*** Opening Page text ***

Published: February 01, 2010

The University of Tampa has announced it will construct two new buildings on campus – an academic building and a Student Health Center – that will be completed by the next academic year.

Both structures will be two stories and will be designed to be consistent with the look and style of other campus buildings. Plus, the University will be pursuing the U.S. Green Building Council LEED (Leadership in Energy and Environmental Design) certification for both.

Construction for both buildings is set to begin in early February. 


The Student Health Center, which will replace the current facility, will total approximately 10,300 square feet and will include a waiting area, eight exam rooms, a triage space, pharmacy, staff offices, holding rooms, counseling offices and a group counseling room. The project is being supported in part by a generous gift from Dr. Stephen and Marsha Dickey, and is expected to be completed in September 2010.

The current structure, located at North Brevard Avenue and North A Street on campus, will be demolished to allow for the construction of the new building, which will include landscaping. During the demolition and construction phase, UT will place a modular health facility on the University’s newly acquired property on Kennedy Boulevard. This temporary facility will be removed when the new health center opens in the fall.

“We’re committed to provide top-level support for the wellness of all of our students, and this new facility will greatly help,” Bob Ruday, dean of students, said. “The new facility will allow our staff to provide health services more efficiently and effectively and will enhance students’ overall experience at UT. We’ll be able to see more patients, and they’ll have more privacy.”

When the current Student Health Center building was acquired by the university in 1997, UT had approximately 2,800 students. Today, UT consists of 6,300 students. As such, demand for services at the Student Health Center is increasing. In an average month during the school year, the health center staff sees more than 1,000 patients for health and counseling services. Last semester the staff delivered nearly 1,000 flu shots alone.

The architect and contractor for the project is the Beck Group. 


The new academic building announced today is phase one of a broader plan to expand academic facilities, according to President Ronald L. Vaughn.

“This new facility will enhance the University of Tampa’s strong presence in biology and chemistry and certain pre-professional programs, and will serve as the foundation for future possible construction,” Vaughn said.

The new academic building will be located on open ground on the north end of campus, near the Cass Building. The facility, which is expected to be completed in August 2010, will include approximately 8,000 square feet and will feature several distinct, state-of-the-art spaces: an organic chemistry laboratory, a chemistry research laboratory and offices on the second floor; a biology research laboratory on the first floor; and, faculty offices and a 35-seat general use classroom also on the first floor. The classroom will also be built with infrastructure to support future conversion to a 20-station instructional lab.

Janet McNew, UT provost, said this addition to the Cass science complex will add permanent, high-quality laboratory, classroom and research space to the UT campus.

“All are needed for our fast-growing programs in the College of Natural and Health Sciences,” McNew said.

The architect for the academic building is Harvard Jolly Architecture, and the construction manager is Crossroads Construction.

*** Closing Page text ***

Action item → Using the article on the new campus buildings, explain why UT will set up a modular health facility on its Kennedy Boulevard property and when that facility will go away.

*** Opening Given information ***

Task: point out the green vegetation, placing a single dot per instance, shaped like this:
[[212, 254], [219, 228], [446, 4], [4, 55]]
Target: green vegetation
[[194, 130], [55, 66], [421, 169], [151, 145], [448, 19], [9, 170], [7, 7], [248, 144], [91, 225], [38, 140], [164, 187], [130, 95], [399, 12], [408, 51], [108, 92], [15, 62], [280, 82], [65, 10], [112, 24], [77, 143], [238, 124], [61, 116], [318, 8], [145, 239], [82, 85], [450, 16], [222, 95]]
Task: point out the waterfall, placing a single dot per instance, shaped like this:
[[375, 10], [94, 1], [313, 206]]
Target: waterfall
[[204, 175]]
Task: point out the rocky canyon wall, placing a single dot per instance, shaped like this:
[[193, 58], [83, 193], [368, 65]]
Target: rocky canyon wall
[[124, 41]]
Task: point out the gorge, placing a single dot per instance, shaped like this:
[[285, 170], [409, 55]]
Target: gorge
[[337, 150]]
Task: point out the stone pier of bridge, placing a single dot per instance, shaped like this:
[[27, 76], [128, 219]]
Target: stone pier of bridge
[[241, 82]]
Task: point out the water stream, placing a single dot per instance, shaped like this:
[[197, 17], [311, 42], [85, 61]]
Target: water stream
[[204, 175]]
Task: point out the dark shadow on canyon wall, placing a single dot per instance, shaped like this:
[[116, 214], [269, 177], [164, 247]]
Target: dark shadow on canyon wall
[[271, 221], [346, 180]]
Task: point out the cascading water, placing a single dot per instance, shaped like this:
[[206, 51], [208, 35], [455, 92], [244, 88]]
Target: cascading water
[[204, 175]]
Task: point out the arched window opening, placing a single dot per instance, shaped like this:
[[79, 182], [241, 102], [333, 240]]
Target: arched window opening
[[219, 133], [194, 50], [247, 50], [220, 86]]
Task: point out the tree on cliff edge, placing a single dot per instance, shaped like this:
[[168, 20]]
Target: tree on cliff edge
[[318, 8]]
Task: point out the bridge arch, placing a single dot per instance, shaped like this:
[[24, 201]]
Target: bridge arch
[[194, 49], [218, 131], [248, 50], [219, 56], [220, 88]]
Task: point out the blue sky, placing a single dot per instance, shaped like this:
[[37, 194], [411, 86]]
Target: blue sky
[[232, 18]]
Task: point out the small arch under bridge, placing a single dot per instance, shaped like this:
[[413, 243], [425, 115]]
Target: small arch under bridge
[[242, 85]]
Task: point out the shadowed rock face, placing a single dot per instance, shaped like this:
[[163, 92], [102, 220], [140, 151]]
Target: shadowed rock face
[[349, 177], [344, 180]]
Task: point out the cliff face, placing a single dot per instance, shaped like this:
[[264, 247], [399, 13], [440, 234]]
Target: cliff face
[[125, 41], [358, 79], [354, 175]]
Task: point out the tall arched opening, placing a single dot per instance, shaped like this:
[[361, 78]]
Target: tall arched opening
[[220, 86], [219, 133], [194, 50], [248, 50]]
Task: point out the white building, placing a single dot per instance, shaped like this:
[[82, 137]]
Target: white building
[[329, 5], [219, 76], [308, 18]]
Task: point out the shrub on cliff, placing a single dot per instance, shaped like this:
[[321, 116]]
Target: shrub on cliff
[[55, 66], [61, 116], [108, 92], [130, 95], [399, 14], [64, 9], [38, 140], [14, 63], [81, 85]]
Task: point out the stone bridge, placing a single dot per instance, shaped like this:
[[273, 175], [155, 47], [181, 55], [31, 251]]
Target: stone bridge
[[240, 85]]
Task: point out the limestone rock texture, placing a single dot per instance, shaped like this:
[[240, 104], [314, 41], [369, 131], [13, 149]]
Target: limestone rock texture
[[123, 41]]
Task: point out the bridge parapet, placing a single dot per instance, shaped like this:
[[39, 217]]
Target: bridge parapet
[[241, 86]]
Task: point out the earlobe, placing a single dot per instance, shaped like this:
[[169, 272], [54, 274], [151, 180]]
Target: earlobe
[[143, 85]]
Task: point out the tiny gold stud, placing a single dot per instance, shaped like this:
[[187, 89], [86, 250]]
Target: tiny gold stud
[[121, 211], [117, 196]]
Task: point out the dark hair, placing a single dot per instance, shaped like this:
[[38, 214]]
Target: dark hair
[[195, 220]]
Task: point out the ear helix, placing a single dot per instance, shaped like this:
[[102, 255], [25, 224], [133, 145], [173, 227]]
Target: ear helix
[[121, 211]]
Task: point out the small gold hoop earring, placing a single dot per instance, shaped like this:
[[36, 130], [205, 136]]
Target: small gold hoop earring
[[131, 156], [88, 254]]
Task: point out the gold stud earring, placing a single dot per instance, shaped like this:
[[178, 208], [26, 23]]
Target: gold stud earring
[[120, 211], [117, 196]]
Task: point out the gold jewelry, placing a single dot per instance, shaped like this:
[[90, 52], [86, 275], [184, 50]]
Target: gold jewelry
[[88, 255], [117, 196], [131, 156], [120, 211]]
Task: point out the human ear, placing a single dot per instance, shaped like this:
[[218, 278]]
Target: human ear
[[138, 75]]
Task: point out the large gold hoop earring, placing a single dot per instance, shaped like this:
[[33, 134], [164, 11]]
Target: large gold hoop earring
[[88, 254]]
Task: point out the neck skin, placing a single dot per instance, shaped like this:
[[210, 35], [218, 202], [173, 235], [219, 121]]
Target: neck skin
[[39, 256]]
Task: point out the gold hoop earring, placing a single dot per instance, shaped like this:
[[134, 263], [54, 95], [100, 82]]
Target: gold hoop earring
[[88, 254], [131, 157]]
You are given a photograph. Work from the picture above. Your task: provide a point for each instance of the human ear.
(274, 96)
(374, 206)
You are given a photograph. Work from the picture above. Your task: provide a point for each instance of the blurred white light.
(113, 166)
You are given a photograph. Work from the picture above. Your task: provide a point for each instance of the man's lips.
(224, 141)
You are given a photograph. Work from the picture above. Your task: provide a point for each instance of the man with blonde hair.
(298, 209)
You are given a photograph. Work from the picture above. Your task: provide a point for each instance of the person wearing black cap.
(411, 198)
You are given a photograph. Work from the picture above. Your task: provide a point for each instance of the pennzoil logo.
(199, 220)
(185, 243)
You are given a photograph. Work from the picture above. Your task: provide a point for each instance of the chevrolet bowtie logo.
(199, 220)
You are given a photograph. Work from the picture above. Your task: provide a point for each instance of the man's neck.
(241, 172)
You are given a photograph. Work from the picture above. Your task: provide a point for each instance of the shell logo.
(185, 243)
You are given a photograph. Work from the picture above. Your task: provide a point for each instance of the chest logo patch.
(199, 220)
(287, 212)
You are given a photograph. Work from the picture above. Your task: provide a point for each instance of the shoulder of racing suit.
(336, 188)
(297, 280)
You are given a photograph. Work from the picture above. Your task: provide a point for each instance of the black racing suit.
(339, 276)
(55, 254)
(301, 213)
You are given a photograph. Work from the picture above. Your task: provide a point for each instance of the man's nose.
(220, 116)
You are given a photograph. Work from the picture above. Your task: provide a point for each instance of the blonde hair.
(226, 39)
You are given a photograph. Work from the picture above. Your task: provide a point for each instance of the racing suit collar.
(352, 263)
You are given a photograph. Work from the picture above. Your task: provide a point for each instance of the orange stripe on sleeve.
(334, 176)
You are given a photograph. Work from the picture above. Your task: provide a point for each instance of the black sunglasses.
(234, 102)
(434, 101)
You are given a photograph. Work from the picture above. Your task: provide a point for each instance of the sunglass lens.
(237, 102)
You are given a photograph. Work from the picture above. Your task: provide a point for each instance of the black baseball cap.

*** Closing Given information ***

The completed task → The current Student Health Center building at North Brevard Avenue and North A Street will be demolished to make room for the new building. The modular facility will serve during the demolition and construction phase and will be removed when the new health center opens in the fall.